Written problem:
Write out all the data again, exactly as it stands.

Material supplied:
# # # # #

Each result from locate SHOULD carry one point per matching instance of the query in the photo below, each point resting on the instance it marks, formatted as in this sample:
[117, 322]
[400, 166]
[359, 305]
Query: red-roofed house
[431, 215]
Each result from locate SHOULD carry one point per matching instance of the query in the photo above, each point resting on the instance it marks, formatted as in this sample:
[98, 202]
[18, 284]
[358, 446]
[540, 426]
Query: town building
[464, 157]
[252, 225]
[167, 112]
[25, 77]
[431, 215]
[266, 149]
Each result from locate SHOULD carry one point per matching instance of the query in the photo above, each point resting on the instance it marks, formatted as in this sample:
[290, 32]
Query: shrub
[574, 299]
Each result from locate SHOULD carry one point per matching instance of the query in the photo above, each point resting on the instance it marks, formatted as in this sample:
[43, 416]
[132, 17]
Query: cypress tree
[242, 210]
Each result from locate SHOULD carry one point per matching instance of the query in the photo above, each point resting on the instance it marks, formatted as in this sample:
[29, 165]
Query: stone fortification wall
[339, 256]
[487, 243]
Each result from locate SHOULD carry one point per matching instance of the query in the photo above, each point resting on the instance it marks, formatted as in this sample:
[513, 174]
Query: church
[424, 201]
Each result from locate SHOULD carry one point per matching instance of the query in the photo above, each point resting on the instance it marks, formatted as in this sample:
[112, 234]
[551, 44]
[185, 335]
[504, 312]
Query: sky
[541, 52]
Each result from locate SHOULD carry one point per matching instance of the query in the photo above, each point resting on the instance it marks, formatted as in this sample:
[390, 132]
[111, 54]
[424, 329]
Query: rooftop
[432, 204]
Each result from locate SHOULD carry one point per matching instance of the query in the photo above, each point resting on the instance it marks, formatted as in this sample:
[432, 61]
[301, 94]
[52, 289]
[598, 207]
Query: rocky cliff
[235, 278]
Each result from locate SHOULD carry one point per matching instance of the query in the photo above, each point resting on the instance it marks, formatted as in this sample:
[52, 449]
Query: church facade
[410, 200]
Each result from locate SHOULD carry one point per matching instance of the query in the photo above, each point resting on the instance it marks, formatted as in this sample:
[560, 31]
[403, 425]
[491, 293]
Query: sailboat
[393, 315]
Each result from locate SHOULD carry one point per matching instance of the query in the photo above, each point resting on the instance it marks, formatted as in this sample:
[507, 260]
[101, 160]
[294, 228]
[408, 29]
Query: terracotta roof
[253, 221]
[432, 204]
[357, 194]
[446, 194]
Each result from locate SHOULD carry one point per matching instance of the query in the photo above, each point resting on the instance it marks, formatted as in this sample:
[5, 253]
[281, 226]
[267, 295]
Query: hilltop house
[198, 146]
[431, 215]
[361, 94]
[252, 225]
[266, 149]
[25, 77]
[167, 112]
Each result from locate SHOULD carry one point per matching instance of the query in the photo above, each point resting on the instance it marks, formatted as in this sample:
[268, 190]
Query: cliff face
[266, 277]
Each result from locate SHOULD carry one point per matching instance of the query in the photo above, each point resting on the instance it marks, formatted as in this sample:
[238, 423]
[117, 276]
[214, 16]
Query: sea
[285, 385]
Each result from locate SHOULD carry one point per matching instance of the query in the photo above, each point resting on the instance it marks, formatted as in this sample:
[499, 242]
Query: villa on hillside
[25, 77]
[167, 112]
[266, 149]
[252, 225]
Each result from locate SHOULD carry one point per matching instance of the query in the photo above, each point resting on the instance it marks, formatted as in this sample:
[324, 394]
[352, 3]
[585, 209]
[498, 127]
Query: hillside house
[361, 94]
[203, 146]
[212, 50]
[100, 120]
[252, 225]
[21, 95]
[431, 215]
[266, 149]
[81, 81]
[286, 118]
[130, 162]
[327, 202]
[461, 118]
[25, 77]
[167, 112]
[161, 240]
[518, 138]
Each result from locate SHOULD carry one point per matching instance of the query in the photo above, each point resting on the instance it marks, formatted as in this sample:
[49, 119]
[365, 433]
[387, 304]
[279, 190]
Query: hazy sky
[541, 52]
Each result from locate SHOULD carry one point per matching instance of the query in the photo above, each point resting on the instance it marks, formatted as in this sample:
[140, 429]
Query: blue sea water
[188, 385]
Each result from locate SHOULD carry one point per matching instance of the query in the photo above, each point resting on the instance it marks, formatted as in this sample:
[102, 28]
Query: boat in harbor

# # # # #

Reply to the task:
Each result from locate SHOULD carry one point per matching instance of the query in the photo below, each point resting on the instance it marks, formatted as in this sample:
[117, 322]
[400, 166]
[359, 305]
Query: red-roofed house
[431, 215]
Each result from locate SHOULD carry one point per matching instance of the query in the photo above, each point resting on the instance it marks, formatted as in this sample:
[98, 202]
[18, 284]
[358, 446]
[540, 426]
Query: town building
[464, 157]
[252, 225]
[167, 112]
[25, 77]
[431, 215]
[266, 149]
Each result from locate SHOULD carry one point per matching instance of the query in the photo above, each point resting on the instance it marks, formatted as in this sample:
[290, 32]
Query: shrub
[574, 299]
Each result from locate SHOULD carry one point per matching instance of the query in the photo above, each point resting on the instance it marks, formatted as in this sample:
[43, 416]
[132, 17]
Query: cypress tree
[242, 210]
Each result from locate SHOULD carry one point per matching instance of the query in the photo above, each point resting on the instance it marks, formatted as in this sample:
[29, 165]
Query: stone fortification wall
[339, 256]
[487, 243]
Each result from locate SHOULD carry one point per matching instance of the query in the photo above, each point resting on the instance it marks, formatted as in this sample:
[513, 174]
Query: church
[424, 201]
Each result from locate SHOULD carry one point per matching instance of the query in the photo above, each point resting on the instance it marks, formatted as in this sample:
[112, 234]
[551, 44]
[185, 335]
[504, 312]
Query: sky
[541, 52]
Each result from locate SHOULD carry one point per matching instance of the query in the photo above, each point resting on the instance it marks, formatted as in this sample:
[390, 132]
[111, 54]
[424, 329]
Query: rooftop
[432, 204]
Each result from locate SHOULD carry one point per matching instance of the query in the photo above, each point resting on the instance it marks, formatted as in this sample:
[432, 61]
[301, 94]
[52, 289]
[598, 207]
Query: rocky cliff
[235, 278]
Each result from locate SHOULD carry one point per matching instance of the query in the photo above, each point resting on the instance it marks, formatted as in this sample:
[52, 449]
Query: church facade
[410, 200]
Each result from locate SHOULD carry one point per matching instance of the query in the photo above, each point resting on the instance it marks, formatted as in this sample:
[560, 31]
[403, 425]
[491, 293]
Query: sailboat
[393, 315]
Each result from locate SHOULD carry one point per matching instance of the query in the photo above, each point resting on the instance it marks, formatted as in this sample:
[507, 260]
[101, 160]
[294, 228]
[408, 29]
Query: terracotta roof
[253, 221]
[432, 204]
[357, 194]
[446, 194]
Each result from locate SHOULD carry one point per matching instance of the query in the photo above, each point resting on the instance it marks, formatted as in this sample:
[5, 253]
[281, 226]
[267, 295]
Query: hilltop house
[198, 146]
[431, 215]
[361, 94]
[252, 225]
[266, 149]
[25, 77]
[167, 112]
Each result from locate SHOULD carry one point per matching instance of the query in the photo above, each point resting on the instance it marks, formatted as in this sample:
[268, 190]
Query: cliff face
[266, 277]
Each result from locate SHOULD carry one point per matching instance of the query in the photo above, each point resting on the instance it marks, formatted as in this sample:
[238, 423]
[117, 276]
[214, 16]
Query: sea
[285, 385]
Each result from locate SHOULD carry one point per matching instance of the query in the photo above, each point resting on the instance it marks, formatted as in this sample:
[499, 242]
Query: villa on hillside
[25, 77]
[167, 112]
[266, 149]
[252, 225]
Each result from locate SHOULD carry one point per matching instance of the query in the photo above, each point resting on the instance it marks, formatted as in this sample:
[324, 394]
[352, 3]
[585, 209]
[498, 127]
Query: hillside house
[361, 94]
[203, 146]
[212, 50]
[100, 120]
[252, 225]
[21, 95]
[431, 215]
[266, 149]
[81, 81]
[286, 118]
[130, 162]
[327, 202]
[461, 118]
[25, 77]
[167, 112]
[161, 240]
[518, 138]
Each result from locate SHOULD carry one point per matching instance of the query in the photo above, each point resting on the instance it marks, formatted as in this sample:
[49, 119]
[365, 433]
[387, 304]
[279, 190]
Query: hazy sky
[541, 52]
Each result from locate SHOULD carry one point per matching instance of the query in the photo above, each point resting on the instance it marks, formatted as in this sample:
[140, 429]
Query: blue sea water
[188, 385]
Each result from locate SHOULD carry one point per matching instance of the query in the photo above, each point resting on the instance it marks, formatted as in this sample:
[102, 28]
Query: boat in harbor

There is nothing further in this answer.